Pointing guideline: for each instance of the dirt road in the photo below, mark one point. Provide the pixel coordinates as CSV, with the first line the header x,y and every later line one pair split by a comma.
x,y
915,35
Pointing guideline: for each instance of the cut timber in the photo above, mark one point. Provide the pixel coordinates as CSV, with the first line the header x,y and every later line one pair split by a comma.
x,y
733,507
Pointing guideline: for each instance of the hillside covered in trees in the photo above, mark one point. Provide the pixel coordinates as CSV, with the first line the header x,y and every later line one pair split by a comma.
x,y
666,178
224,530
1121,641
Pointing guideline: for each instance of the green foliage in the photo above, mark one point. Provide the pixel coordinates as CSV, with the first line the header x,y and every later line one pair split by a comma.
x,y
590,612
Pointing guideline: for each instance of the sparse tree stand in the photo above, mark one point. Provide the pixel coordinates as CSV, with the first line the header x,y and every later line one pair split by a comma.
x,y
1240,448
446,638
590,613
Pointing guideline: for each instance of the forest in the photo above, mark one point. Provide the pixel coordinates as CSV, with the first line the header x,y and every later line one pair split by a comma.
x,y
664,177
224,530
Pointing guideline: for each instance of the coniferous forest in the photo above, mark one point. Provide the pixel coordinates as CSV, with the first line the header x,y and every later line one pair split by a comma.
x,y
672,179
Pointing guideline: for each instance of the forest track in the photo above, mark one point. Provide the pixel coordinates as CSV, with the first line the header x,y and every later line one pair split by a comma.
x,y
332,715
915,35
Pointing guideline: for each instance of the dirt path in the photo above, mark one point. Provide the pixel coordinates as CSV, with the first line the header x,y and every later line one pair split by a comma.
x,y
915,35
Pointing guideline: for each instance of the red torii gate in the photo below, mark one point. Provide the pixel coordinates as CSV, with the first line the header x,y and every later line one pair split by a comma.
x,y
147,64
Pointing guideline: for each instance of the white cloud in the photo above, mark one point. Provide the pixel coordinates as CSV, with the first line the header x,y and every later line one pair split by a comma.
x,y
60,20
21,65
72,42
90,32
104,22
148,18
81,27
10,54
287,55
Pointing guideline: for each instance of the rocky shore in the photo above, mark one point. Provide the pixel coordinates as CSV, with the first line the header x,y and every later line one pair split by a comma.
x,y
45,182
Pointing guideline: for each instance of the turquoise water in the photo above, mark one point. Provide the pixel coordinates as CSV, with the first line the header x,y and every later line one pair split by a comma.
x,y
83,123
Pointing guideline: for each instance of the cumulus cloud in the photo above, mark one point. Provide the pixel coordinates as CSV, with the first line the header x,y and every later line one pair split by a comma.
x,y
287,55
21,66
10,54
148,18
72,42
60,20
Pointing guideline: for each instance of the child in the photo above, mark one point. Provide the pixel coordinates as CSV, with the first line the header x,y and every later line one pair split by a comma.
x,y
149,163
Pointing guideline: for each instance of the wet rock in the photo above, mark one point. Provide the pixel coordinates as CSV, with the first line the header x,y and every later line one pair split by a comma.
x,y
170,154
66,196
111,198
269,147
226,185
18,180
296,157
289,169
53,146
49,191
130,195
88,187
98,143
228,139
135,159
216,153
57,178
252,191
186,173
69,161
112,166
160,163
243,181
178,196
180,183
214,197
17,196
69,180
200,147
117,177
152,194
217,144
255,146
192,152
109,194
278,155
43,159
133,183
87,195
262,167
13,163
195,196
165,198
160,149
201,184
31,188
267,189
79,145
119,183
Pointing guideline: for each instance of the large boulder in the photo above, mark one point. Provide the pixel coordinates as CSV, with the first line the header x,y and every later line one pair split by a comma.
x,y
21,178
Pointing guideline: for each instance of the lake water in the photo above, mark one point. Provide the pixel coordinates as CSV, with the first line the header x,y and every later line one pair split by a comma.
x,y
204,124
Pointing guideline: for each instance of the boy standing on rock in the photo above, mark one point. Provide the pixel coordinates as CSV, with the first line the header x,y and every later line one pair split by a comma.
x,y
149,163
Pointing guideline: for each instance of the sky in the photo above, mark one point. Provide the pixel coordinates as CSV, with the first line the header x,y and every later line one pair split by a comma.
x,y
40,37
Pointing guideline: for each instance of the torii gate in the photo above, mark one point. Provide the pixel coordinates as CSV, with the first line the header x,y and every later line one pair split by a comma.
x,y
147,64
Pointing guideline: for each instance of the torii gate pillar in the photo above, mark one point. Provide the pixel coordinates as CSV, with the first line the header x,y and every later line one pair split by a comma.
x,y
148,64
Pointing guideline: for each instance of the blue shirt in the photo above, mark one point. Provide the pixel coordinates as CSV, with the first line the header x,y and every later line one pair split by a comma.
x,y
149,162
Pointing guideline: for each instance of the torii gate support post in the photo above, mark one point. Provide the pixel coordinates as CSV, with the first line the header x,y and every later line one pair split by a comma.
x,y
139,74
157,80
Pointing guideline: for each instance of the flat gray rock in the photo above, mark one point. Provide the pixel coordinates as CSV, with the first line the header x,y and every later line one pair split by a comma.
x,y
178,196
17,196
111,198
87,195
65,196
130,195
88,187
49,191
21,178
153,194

> [GOAL OF THE EXERCISE]: Copy out the lines of the listing above word for word, beginning at the line that contains "Pointing guideline: for each instance of the torii gate pillar" and ending with the final line of the listing.

> [EXPECTED ANSWER]:
Pointing guideline: for each instance of the torii gate pillar in the photo above, mark one point. Provide the pixel coordinates as CSV, with the first line the header x,y and every later line one pair split by a comma.
x,y
148,64
Pointing guideline: for each instance of the blue shirt in the photo above, mark one point. Provide the pixel coordinates as CSV, with the first line the header x,y and every later line one pair split by a comma.
x,y
149,162
Pointing guideline: for each instance of the torii gate support post in the photo above, mark one point. Provide the pixel coordinates as CSV, with the first line the header x,y and every later line one pair split by a comma.
x,y
139,74
157,80
Pointing guideline: for each instance of the flat gray rock in the photo above, mark one point. Provide the pixel coordinates as CSV, with the first line the header x,y and every later line one pair split by a comma.
x,y
178,196
17,196
111,198
87,195
65,196
130,195
88,187
49,191
21,178
153,194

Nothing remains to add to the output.